■ **Page extract**:
Struct SimpleLemmatizer 

pub struct SimpleLemmatizer { /* private fields */ }

Simple lemmatizer using a dictionary-based approach

Implementations

impl SimpleLemmatizer

pub fn new() -> Self

Create a new lemmatizer

Examples found in repository

examples/stemming_comparison_demo.rs (line 13)

fn main() -> Result<(), Box<dyn Error>> {
    println!("Stemming Algorithms Comparison Demo");
    println!("-----------------------------------");

    // Create instances of different stemmers
    let porter_stemmer = PorterStemmer::new();
    let snowball_stemmer = SnowballStemmer::new("english")?;
    let lancaster_stemmer = LancasterStemmer::new();
    let lemmatizer = SimpleLemmatizer::new();

    // Test words to compare stemming results
    let test_words = vec![
        "running",
        "ran",
        "runs",
        "easily",
        "fishing",
        "fished",
        "troubled",
        "troubling",
        "troubles",
        "production",
        "productive",
        "argument",
        "arguing",
        "university",
        "universities",
        "maximizing",
        "maximum",
        "presumably",
        "multiply",
        "opposition",
        "computational",
    ];

    // Print results in a table format
    println!(
        "{:<15} {:<15} {:<15} {:<15} {:<15}",
        "Original", "Porter", "Snowball", "Lancaster", "Lemmatizer"
    );
    println!("{}", "-".repeat(75));

    for word in test_words {
        let porter_result = porter_stemmer.stem(word)?;
        let snowball_result = snowball_stemmer.stem(word)?;
        let lancaster_result = lancaster_stemmer.stem(word)?;
        let lemma_result = lemmatizer.stem(word)?;

        println!(
            "{word:<15} {porter_result:<15} {snowball_result:<15} {lancaster_result:<15} {lemma_result:<15}"
        );
    }

    // Demonstrate configurability of the Lancaster stemmer
    println!("\nLancaster Stemmer Configuration Options");
    println!("------------------------------------");

    let default_lancaster = LancasterStemmer::new();
    let custom_lancaster = LancasterStemmer::new()
        .with_min_stemmed_length(3)
        .with_acceptable_check(false);

    println!(
        "{:<15} {:<20} {:<20}",
        "Original", "Default Lancaster", "Custom Lancaster"

■ **Image point annotation items**:
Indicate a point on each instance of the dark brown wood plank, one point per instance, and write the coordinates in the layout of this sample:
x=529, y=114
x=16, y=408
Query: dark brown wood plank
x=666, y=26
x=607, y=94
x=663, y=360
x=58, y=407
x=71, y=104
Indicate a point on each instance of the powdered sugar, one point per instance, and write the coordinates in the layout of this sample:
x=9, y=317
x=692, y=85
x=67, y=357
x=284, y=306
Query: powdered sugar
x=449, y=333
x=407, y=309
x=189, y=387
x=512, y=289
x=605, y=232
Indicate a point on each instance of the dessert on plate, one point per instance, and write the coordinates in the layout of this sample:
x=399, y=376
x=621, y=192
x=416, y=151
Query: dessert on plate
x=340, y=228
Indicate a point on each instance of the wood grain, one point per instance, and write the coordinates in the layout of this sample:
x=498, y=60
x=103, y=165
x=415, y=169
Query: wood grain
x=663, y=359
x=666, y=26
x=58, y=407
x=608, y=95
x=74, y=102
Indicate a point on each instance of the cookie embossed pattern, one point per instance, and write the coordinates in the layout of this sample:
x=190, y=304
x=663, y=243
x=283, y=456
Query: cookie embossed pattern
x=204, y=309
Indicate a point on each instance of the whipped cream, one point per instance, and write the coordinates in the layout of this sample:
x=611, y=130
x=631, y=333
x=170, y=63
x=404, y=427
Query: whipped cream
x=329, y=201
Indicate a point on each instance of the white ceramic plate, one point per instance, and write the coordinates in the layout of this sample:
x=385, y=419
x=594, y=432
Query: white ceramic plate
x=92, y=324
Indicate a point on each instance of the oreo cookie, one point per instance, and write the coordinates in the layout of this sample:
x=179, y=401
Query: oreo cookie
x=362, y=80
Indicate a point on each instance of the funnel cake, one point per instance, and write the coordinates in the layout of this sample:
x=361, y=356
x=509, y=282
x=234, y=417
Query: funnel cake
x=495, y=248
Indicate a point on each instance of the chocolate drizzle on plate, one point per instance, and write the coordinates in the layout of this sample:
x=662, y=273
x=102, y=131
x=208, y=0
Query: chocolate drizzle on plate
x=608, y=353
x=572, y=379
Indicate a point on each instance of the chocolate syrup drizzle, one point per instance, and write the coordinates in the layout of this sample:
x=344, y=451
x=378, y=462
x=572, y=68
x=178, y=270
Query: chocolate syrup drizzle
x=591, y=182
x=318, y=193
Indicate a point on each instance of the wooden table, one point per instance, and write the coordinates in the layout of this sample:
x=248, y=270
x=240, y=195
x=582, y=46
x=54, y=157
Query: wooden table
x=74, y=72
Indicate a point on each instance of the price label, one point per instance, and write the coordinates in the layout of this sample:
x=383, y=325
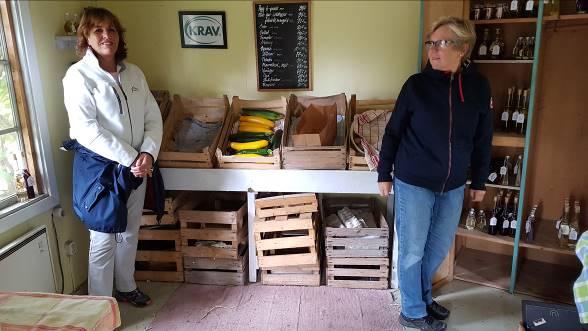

■ **Required task 1**:
Answer these questions from the SimpleLemmatizer documentation:
(a) What kind of approach does the lemmatizer's description say it uses?
(b) What string is passed when the Snowball stemmer is created?
(c) What minimum stemmed length is set on the custom Lancaster stemmer?
■ **Required task 2**:
Extend the SimpleLemmatizer documentation from the point where it stops.
The items are separate material and do not belong to the SimpleLemmatizer documentation.

■ **Expected output 1**:
(a) A dictionary-based approach.
(b) "english"
(c) 3

■ **Expected output 2**:
    );
    println!("{}", "-".repeat(55));

    let custom_test_words = vec!["provision", "ear", "me", "fishing", "multiply"];

    for word in custom_test_words {
        let default_result = default_lancaster.stem(word)?;
        let custom_result = custom_lancaster.stem(word)?;

        println!("{word:<15} {default_result:<20} {custom_result:<20}");
    }

    println!("\nNotes:");
    println!("- Porter stemmer: Established algorithm, medium aggressiveness");
    println!("- Snowball stemmer: Improved Porter algorithm with language-specific rules");
    println!("- Lancaster stemmer: Most aggressive stemming, can be configured");
    println!("- Lemmatizer: Dictionary-based approach, produces actual words");

    Ok(())
}

examples/text_processing_demo.rs (line 64)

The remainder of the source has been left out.